[QUESTIONS ON THE MATERIAL]
A) Copy out the Polytechnic High School history word for word, from "Source: Park, Lois." through "so here goes.", including both ends.
B) Pick up the Polytechnic High School history where it ends and write what comes next.

"Away back in 1884 Polytechnic High School began its eventful career. At that time it was not even a high school, nor was it name[d] Polytechnic. Originally it was called the Commercial School, its only course being along commercial lines. It was located on Powell Street, between Clay and Sacramento. The quarters there were too small and at a later date the school was moved to a small frame building at the corner of Bush and Stockton Streets. In 1890 academic subjects were added to the curriculum and in 1895 a brick annex was built and art work and shop introduced. It was then that the school first became known as the Polytechnic High School. . .In 1900. . .the commercial branches were removed and organized into a separate school, the present High School of Commerce. . ."
Source: Park, Lois. The Polytechnic, Polytechnic High School,
San Francisco, California. December 1915.
We started calling this the "fifty year book" because we planned to talk just about the last half century. But once we started delving in the past, we couldn't stop, it seemed. We've had a long and inspiring history. We think you'll be interested, too, so here goes.
Poly, really nearer eighty years old than fifty, grew from the old Commercial School established back in the sixties. Sometime between 1894 and 1897 (most authorities agree on 1895) technical subjects were added to the curriculum and the name of the school changed to Polytechnic. Mr. Jordan joined us in 1899; the commercial students and teachers left in 1900 to found what is now the High School of Commerce and 150 of us were left in the old wood and brick buildings down on Stockton and Bush.
The first issue of the newspaper, called "The Polytechnic" then, was issued in 1902. The editor addressed the students as "Pollywogs," and the most exciting story dealt with the chess contest with Lowell.

[DATA SHOWN]
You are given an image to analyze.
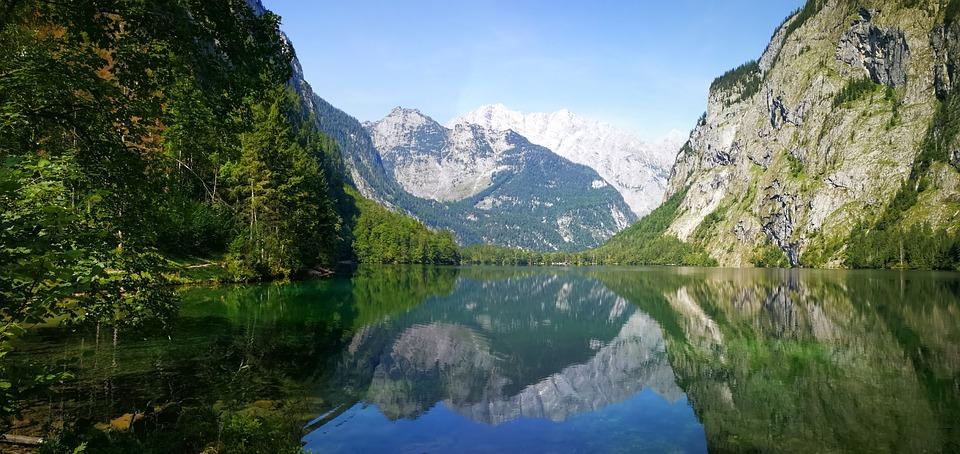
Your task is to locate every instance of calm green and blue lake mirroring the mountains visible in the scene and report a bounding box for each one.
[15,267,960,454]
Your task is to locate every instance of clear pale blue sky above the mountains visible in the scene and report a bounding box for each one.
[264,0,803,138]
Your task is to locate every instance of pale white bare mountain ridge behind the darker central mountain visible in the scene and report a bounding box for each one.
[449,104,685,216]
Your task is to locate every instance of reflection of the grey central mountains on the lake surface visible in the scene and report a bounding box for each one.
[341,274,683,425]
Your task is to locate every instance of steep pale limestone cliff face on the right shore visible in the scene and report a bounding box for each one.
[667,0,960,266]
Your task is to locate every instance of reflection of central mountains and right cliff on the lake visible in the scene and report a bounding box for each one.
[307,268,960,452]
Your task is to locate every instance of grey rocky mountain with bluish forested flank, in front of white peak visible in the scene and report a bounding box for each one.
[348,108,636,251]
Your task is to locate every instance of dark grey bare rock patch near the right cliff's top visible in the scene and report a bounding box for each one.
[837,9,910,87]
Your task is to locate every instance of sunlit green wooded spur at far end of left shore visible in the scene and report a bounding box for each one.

[PER-TASK OUTPUTS]
A)
Source: Park, Lois. The Polytechnic, Polytechnic High School,
San Francisco, California. December 1915.
We started calling this the "fifty year book" because we planned to talk just about the last half century. But once we started delving in the past, we couldn't stop, it seemed. We've had a long and inspiring history. We think you'll be interested, too, so here goes.

B)
The fire and earthquake wrecked the old school; the graduates of 1906 got their diplomas at Golden Gate Park Music Stand, and the new enrollees in the Fall started classes in some borrowed quarters at the Affiliated Colleges.
Shacks which had been used to house the homeless after the fire were moved to the west end of our present lot on Frederick Street, and Poly had a home of its own in 1908 to hold its 300 pupils and 19 teachers. No one who spent time in those shacks will ever forget them, built as they were on sand dunes with windows stretching from floor to ceiling. The study hall particularly was a source of unending sport. The foundation was unstable and the occupants discovered that by a universal swaying it was possible to make the building rock back and forth. It is believed that at least eleven substitutes became mental cases after a day in those shacks.
Class bells were rung by the hand of Mr. Jordan, so regularly, that it was generally believed that if he were absent there would be no school.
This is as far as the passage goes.